DATASET ENTRIES Block Start
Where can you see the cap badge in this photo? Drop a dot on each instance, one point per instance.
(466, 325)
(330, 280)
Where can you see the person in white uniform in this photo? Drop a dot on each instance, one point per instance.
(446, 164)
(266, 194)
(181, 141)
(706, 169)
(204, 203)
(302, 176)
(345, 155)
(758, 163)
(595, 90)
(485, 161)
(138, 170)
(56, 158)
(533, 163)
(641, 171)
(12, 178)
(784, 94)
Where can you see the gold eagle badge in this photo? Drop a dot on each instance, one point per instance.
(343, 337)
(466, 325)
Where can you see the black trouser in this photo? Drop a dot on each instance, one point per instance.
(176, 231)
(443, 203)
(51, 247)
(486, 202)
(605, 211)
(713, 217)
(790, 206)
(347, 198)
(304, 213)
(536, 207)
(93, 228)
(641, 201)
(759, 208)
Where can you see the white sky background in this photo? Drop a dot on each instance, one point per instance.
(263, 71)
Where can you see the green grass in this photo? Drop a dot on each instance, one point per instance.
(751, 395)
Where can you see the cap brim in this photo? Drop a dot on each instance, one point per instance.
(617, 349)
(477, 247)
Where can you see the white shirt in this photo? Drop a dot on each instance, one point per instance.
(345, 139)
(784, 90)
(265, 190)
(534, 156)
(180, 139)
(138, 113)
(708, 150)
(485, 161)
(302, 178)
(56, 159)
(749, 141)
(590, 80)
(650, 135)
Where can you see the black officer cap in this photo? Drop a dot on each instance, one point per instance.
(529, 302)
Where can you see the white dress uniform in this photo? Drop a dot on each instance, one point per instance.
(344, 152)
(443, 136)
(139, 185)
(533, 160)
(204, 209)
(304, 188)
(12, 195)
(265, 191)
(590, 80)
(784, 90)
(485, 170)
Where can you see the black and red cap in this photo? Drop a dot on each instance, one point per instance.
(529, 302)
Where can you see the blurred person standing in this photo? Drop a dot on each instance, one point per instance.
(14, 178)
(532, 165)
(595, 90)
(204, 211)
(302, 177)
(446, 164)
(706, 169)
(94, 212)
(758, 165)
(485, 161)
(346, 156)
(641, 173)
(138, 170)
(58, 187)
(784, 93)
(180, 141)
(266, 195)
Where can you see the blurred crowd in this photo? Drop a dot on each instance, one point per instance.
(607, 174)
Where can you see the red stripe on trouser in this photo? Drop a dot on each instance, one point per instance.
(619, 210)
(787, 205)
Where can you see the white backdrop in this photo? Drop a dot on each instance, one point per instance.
DATASET ENTRIES Block End
■ TASK STATEMENT
Search the entries for the line holding "Where can you see the red". Return that line and the ones after it through the last, exactly.

■ EXPECTED ANSWER
Where can you see the red stripe on trouser in this photo? Drop a dot on each instance, one point per instance.
(619, 210)
(787, 205)
Where can you see the white backdrop in this photo? Drop a dot on each instance, one point per instance.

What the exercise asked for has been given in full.